[PASSAGE]:
Tuesday, May 27, 2008

Well, here we are—the final installment in Michael Moorcock's Kane of Old Mars trilogy. In City of the Beast, Moorcock first introduced us to the steely-eyed physicist and swordsman Michael Kane, a man catapulted across space and time by a chance invention, who hit the ground running and managed to make himself a prince of the violent, vibrant world that is ancient Mars. Moorcock himself has said that, in the early days of his career, he would sometimes only give himself a few days to write a book, and in that seminal Michael Kane tale, we felt that breathless pace—the prose light and quick, the images coming in fast succession as Kane fought blue giants, cities of thieves, and vast subterranean monsters. In its sequel, Lord of the Spiders, Michael Kane—yanked cruelly back to Earth by his fellow scientists—manages to return to his adopted world, only to find himself in a place (and perhaps time!) far removed from his beloved green city of Varnal and the gorgeous princess waiting there. With Lord of the Spiders, Moorcock keeps the same breakneck pace, but the story as a whole feels darker, as Kane's adventures become colored by his despair and deal with darker subject matter—genocide, revolution, and assassination.

In Masters of the Pit, Moorcock returns a final time to the familiar characters of Mars, who by this point feel like old friends—Hool Haji the blue giant, steadfast Princess Shizala, and of course Michael Kane. Yet rather than rehashing either of the book's predecessors, Moorcock takes the story in yet another new direction, this time with a more philosophical bent. While much of the story deals with Kane and Hool Haji traveling (and frequently battling their way) across the world in search of a cure for a deadly plague, the focus of the story seems to be not on the violent struggle, but on the moral one. By far the stars of the show in my mind are the citizens of Cend-Amrid, who in their attempt to survive through machine-like efficiency have succeeded in killing everything that made them human. Adding to the theme are the dog-men of Hahg, degenerate mutants that continue to cowardly serve the evil, winged First Masters even though freedom lies easily within their grasp. Or there's always the barbaric horde of Rokin the Gold—crude, lowbrow raiders who Kane nevertheless comes to respect for the sheer passion with which they live.

[ENTRIES]:
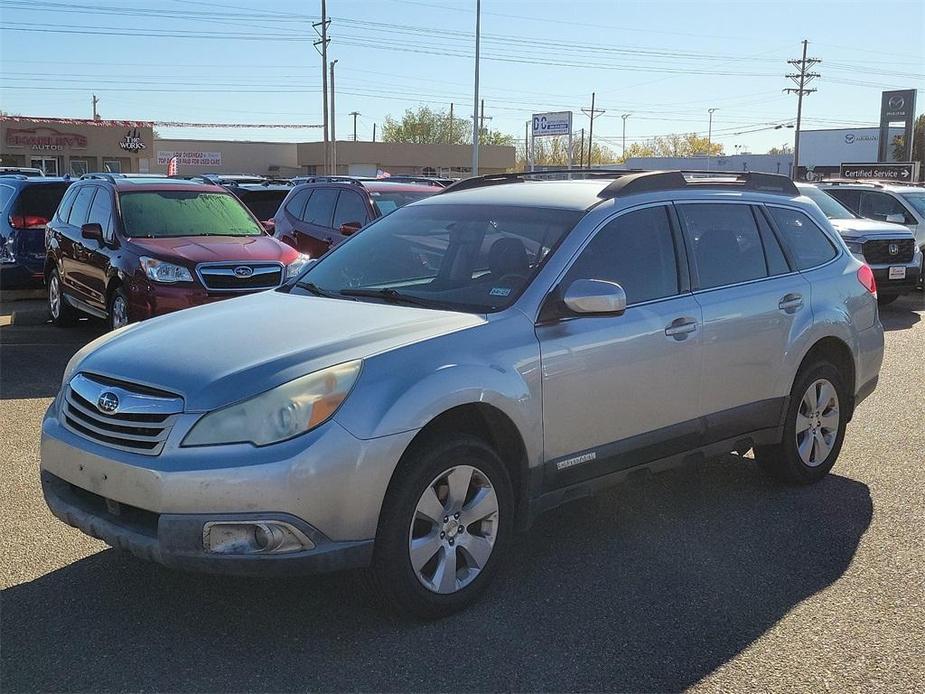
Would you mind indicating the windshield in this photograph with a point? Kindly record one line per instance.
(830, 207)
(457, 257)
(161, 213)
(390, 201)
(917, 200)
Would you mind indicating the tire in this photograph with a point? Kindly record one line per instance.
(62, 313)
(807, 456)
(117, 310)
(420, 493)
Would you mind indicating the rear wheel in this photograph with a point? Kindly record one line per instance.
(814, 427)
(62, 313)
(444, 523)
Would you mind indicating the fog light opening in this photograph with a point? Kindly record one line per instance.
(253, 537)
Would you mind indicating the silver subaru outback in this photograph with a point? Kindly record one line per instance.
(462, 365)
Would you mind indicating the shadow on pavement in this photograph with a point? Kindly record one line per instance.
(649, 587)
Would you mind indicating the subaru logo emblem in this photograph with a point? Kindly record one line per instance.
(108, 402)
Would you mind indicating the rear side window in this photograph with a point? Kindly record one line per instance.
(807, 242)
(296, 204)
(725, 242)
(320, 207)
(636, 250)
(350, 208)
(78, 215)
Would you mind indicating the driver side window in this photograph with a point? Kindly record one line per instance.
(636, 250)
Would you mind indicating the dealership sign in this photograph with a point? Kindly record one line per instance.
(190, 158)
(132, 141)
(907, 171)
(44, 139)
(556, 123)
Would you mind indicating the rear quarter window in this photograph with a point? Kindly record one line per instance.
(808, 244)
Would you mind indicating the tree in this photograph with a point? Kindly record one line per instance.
==
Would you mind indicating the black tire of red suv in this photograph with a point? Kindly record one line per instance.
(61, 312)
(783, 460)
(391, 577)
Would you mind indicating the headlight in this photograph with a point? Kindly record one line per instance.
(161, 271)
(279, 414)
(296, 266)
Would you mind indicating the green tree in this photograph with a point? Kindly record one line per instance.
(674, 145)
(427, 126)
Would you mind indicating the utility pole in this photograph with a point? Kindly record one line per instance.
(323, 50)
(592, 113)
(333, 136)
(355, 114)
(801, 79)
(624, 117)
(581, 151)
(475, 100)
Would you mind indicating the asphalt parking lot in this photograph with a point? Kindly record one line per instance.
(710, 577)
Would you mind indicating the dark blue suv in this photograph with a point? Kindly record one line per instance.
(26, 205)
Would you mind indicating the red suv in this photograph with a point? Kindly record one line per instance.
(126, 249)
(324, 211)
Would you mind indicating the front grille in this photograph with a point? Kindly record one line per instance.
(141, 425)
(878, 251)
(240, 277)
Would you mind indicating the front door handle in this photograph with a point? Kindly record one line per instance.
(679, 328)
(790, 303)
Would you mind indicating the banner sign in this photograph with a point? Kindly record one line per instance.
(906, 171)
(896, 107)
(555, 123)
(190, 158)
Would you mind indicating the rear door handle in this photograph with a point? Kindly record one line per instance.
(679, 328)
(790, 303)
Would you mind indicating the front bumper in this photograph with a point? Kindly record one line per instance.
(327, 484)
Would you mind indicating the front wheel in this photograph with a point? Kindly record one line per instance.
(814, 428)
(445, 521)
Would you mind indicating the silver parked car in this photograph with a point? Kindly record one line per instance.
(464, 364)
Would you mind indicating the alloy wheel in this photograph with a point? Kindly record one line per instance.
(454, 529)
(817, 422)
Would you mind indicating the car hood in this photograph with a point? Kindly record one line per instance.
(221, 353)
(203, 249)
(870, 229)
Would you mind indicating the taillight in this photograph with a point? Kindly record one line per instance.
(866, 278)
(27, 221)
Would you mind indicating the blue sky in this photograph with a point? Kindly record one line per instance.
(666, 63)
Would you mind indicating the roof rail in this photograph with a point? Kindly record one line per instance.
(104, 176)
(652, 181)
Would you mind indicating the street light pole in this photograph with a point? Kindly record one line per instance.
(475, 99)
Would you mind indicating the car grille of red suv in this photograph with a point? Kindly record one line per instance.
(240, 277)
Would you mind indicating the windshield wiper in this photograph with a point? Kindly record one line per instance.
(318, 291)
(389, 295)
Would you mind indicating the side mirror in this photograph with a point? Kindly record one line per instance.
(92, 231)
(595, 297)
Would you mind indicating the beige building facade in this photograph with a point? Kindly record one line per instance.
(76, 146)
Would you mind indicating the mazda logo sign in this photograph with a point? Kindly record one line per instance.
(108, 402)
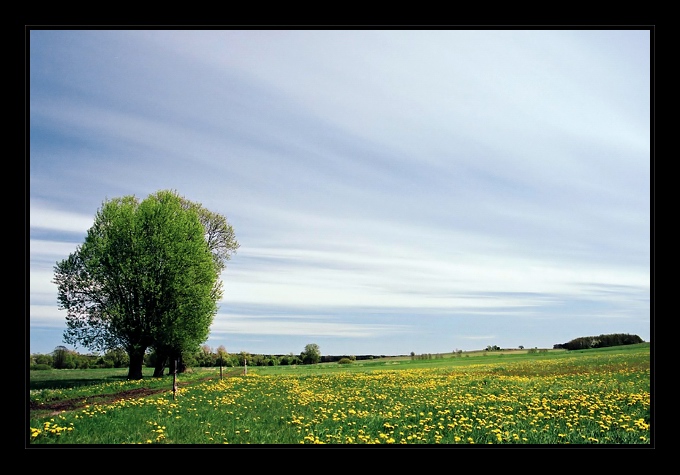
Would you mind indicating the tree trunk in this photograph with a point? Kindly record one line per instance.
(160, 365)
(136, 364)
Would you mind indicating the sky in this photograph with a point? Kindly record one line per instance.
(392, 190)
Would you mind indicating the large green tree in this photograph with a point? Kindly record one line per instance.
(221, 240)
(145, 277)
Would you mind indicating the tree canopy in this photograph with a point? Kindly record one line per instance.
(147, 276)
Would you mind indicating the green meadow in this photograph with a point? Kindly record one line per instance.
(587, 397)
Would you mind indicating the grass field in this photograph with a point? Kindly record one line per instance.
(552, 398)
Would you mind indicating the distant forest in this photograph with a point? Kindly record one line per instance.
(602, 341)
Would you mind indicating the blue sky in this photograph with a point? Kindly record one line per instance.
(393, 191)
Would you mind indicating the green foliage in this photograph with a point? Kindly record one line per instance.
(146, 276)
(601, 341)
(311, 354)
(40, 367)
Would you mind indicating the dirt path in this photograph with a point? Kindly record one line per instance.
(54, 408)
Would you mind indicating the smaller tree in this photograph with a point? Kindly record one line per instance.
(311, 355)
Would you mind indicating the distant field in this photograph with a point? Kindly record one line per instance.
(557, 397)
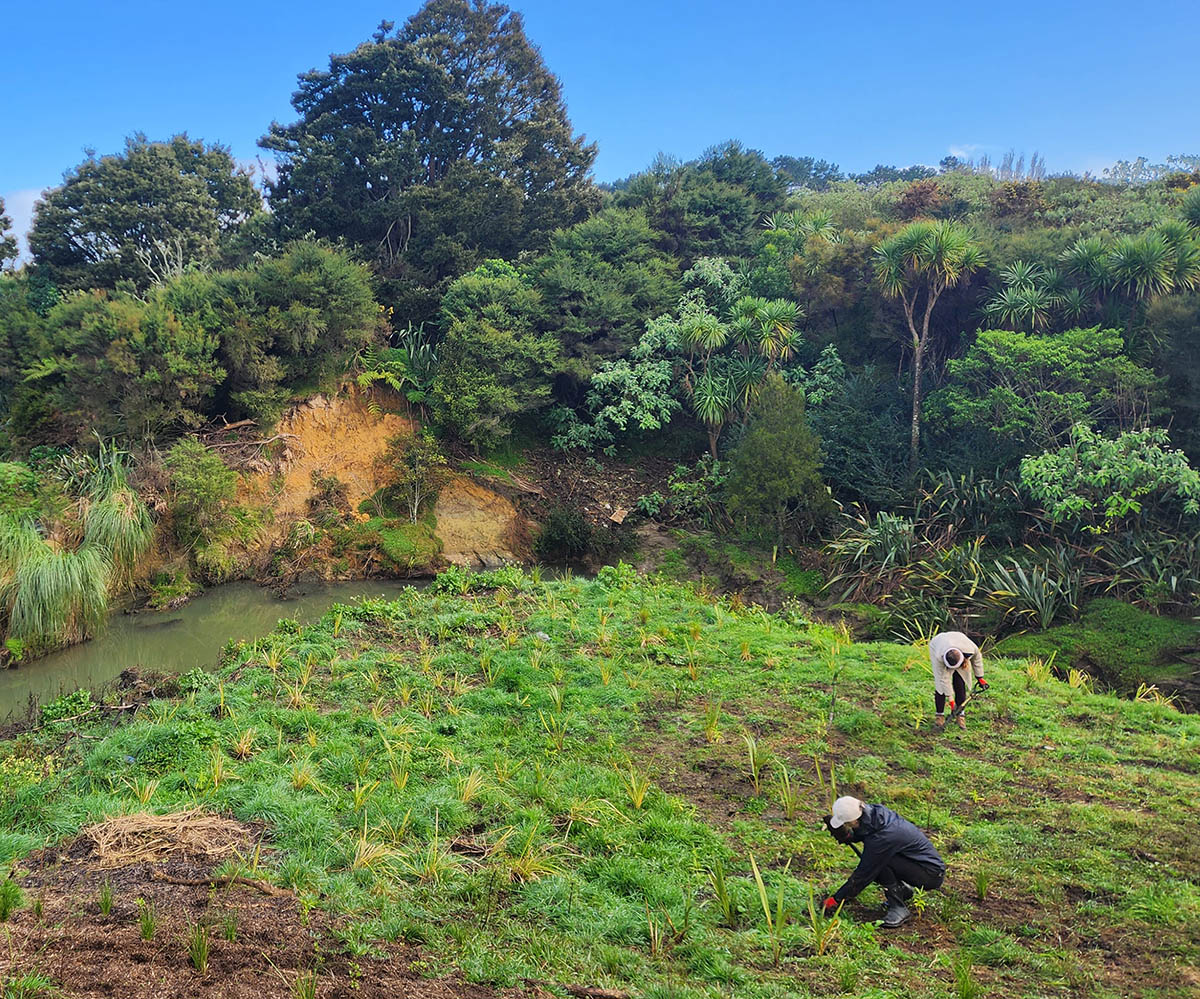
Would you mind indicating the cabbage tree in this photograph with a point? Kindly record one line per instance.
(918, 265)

[AIM]:
Answer these questions using the review of the Kane of Old Mars trilogy:
1. Early in his career, how long did Moorcock sometimes give himself to write a book?
2. What is the name of Kane's beloved green city?
3. In Masters of the Pit, what are Kane and Hool Haji searching for?
The records have no connection to the review of the Kane of Old Mars trilogy.

[COMPLETE ANSWER]:
1. A few days.
2. Varnal.
3. A cure for a deadly plague.